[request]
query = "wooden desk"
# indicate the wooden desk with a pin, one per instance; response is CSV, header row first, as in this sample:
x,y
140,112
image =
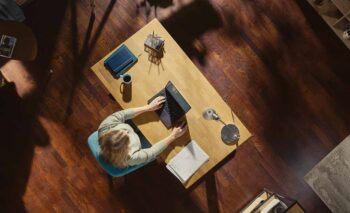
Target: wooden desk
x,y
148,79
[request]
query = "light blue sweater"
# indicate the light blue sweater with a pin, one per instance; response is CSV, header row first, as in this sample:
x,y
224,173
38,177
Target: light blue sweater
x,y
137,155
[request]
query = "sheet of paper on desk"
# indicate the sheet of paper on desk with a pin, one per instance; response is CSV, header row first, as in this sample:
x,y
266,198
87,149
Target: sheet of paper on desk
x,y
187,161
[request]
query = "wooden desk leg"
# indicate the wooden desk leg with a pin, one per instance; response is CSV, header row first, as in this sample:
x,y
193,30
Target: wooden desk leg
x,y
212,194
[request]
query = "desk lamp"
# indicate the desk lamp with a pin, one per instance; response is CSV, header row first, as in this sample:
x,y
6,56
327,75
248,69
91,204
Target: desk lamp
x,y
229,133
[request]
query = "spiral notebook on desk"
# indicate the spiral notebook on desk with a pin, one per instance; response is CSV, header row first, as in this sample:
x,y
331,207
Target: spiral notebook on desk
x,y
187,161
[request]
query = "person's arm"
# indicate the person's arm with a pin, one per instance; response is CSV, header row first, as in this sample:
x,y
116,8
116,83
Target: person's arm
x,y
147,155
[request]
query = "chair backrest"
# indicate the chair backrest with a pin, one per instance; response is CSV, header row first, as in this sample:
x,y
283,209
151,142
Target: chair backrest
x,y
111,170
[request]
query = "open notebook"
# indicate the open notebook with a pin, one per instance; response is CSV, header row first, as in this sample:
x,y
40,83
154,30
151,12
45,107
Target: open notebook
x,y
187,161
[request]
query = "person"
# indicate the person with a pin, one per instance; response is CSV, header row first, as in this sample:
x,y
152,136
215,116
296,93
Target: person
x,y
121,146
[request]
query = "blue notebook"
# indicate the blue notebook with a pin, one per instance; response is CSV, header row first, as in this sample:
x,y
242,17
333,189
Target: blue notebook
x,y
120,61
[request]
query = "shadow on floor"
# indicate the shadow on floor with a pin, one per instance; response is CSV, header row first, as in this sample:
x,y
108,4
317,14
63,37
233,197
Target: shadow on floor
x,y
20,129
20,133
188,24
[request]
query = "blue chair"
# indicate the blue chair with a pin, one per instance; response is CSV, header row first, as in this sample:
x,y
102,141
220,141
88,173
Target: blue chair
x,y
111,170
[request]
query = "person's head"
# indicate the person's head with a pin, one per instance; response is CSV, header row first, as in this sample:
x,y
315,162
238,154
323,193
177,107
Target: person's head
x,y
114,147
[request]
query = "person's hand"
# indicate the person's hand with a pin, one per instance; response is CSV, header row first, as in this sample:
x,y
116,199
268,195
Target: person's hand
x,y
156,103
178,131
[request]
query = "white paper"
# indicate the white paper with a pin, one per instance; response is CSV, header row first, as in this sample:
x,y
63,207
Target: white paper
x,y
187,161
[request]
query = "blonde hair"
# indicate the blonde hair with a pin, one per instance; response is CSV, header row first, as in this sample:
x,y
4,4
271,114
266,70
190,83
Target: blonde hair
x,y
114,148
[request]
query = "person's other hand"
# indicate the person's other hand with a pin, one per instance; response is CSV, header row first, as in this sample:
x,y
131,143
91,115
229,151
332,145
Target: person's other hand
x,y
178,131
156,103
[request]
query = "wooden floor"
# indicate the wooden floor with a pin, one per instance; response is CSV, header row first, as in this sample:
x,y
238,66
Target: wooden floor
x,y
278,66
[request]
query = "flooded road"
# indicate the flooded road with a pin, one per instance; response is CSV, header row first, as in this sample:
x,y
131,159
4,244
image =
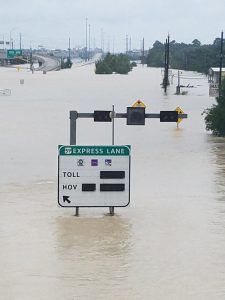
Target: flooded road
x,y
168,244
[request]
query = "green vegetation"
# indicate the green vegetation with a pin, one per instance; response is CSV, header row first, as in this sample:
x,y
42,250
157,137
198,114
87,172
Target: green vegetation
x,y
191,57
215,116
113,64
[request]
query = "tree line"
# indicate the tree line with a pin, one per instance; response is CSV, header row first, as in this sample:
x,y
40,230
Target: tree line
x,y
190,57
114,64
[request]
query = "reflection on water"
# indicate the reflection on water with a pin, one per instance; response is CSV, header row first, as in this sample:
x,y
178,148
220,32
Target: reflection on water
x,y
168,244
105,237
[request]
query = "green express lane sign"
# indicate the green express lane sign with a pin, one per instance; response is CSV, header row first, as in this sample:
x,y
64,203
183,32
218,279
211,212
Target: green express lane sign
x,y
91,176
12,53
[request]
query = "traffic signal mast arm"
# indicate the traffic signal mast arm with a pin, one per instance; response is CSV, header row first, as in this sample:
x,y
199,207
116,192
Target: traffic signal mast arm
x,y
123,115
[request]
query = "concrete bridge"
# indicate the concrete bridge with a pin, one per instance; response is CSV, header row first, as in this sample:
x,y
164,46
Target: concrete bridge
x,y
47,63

━━━━━━━━━━━━━━━━

Make an exact copy of the listing above, omitting the pictures.

**SOLUTION**
[request]
query = "wooden desk"
# indicate the wooden desk with a pin, one per instance; response is CSV, header row first, as in this sample:
x,y
140,112
image =
Target: wooden desk
x,y
148,79
[request]
query = "light blue sweater"
# indicate the light blue sweater with a pin, one per instance; response is CSV, header row first, as in this sample:
x,y
224,173
38,177
Target: light blue sweater
x,y
137,155
[request]
query = "sheet of paper on desk"
# indicate the sheet of paper on desk with a pin, one per instance; response is CSV, header row first, as in this sample:
x,y
266,198
87,149
Target: sheet of paper on desk
x,y
187,161
[request]
query = "wooden desk leg"
# indicate the wooden desk leg with a pin, one per instance; response is CSV, header row first, as in this sample:
x,y
193,30
Target: wooden desk leg
x,y
212,194
[request]
query = "desk lamp"
# indicate the desk lamp with a pin, one per instance; response is CSV, header row first, as in this sample:
x,y
6,56
327,75
248,69
91,204
Target: desk lamp
x,y
229,133
[request]
query = "spiral notebook on desk"
# indicate the spiral notebook on desk with a pin, one per instance; response is CSV, header row first, as in this sample:
x,y
331,207
Target: spiral notebook on desk
x,y
187,161
[request]
query = "person's arm"
# indicate the person's arm with a pin, one per instance; response is CSV, header row first, as in this sample:
x,y
116,8
116,83
Target: person's arm
x,y
147,155
[request]
query = "chair backrest"
# indicate the chair backrest with a pin, one per instance; response is CSV, header row first, as in this sample:
x,y
283,209
151,142
Target: chair backrest
x,y
111,170
[request]
query = "open notebook"
# indicate the open notebook with a pin, one per instance; response is CSV, header row first, as in this sample:
x,y
40,83
154,30
151,12
45,107
Target: open notebook
x,y
187,161
[request]
query = "person"
# indicate the person with a pin, one per instance; response is CSV, header row first, as in this sample:
x,y
152,136
215,116
296,93
Target: person
x,y
121,146
[request]
query = "blue notebook"
# indicate the blue notebook with a pin, one per instance; response is CSV, header row first, as in this sample:
x,y
242,17
333,189
Target: blue notebook
x,y
120,61
[request]
query = "shadow on floor"
# indicate the shadow on floor with a pin, one per instance; response is CSV, header row first, as in this sample:
x,y
108,4
317,14
63,37
233,197
Target: shadow on floor
x,y
20,129
20,133
188,24
[request]
query = "blue chair"
# indicate the blue chair with a pin, one per instance; response is CSV, header row first, as in this sample:
x,y
102,141
220,141
88,173
Target: blue chair
x,y
111,170
[request]
query = "person's head"
# indicate the person's head with a pin, one per instance; response is CSV, header row first, as in this sample:
x,y
315,162
238,154
323,193
177,107
Target: person's head
x,y
114,147
[request]
query = "person's hand"
# indicate the person's hand with a pin, one per instance; response is CSV, header row first, as in this sample:
x,y
116,199
268,195
Target: person's hand
x,y
156,103
178,131
[request]
query = "white paper"
# indicate the white paper with a pin, one per instance; response is CSV, header row first, as in this sample:
x,y
63,207
Target: white paper
x,y
187,161
[request]
query = "blonde hair"
# indicate the blonde hair with a pin, one per instance; response is CSV, header row first, as in this sample:
x,y
4,4
271,114
266,70
190,83
Target: blonde hair
x,y
114,148
[request]
query = "person's other hand"
# indicate the person's other hand with a pin, one per instance; response is CSV, header row first, as in this sample:
x,y
131,143
91,115
229,151
332,145
Target: person's other hand
x,y
178,131
156,103
[request]
query = "wooden floor"
# indicate the wooden floor with a pin, one per instance; response is CSV, header row first, as in this sample:
x,y
238,66
Target: wooden floor
x,y
278,66
[request]
query = "flooded road"
# indicate the flooded road with a pin, one per instance; response is CSV, header row first, as in this sample:
x,y
131,159
4,244
image =
Target: flooded road
x,y
168,244
[request]
query = "green vegetation"
# indicate the green vegetation with a pin, one per instance; response is CSV, header row first, as in this sample:
x,y
42,250
157,137
198,114
87,172
Target: green vegetation
x,y
191,57
215,116
113,64
[request]
query = "tree line"
# indicate the tree line with a pin, one per instance; response is CSV, header row first, as in this sample:
x,y
40,230
Target: tree line
x,y
190,57
114,64
[request]
query = "reflection on water"
# indicate the reflection on water with a pin, one per instance; response is CSV, header row first, as in this sample:
x,y
178,148
220,32
Target: reflection on water
x,y
168,244
105,237
[request]
query = "green express lane sign"
# indicate the green express lane sign with a pin, one per instance; response is CSV, header row first, as in this sample:
x,y
64,203
183,32
218,279
211,212
Target: green express lane sign
x,y
91,176
12,53
[request]
query = "traffic signal mast arm"
# indicate the traffic signal mast arm with a pin, one per instance; response is CSV, header row first, as in this sample:
x,y
199,207
116,192
Target: traffic signal mast arm
x,y
123,115
[request]
query = "concrete bridge"
# indicate the concrete bridge with a pin, one per instance; response is CSV, header row first, as in this sample:
x,y
164,46
Target: concrete bridge
x,y
47,63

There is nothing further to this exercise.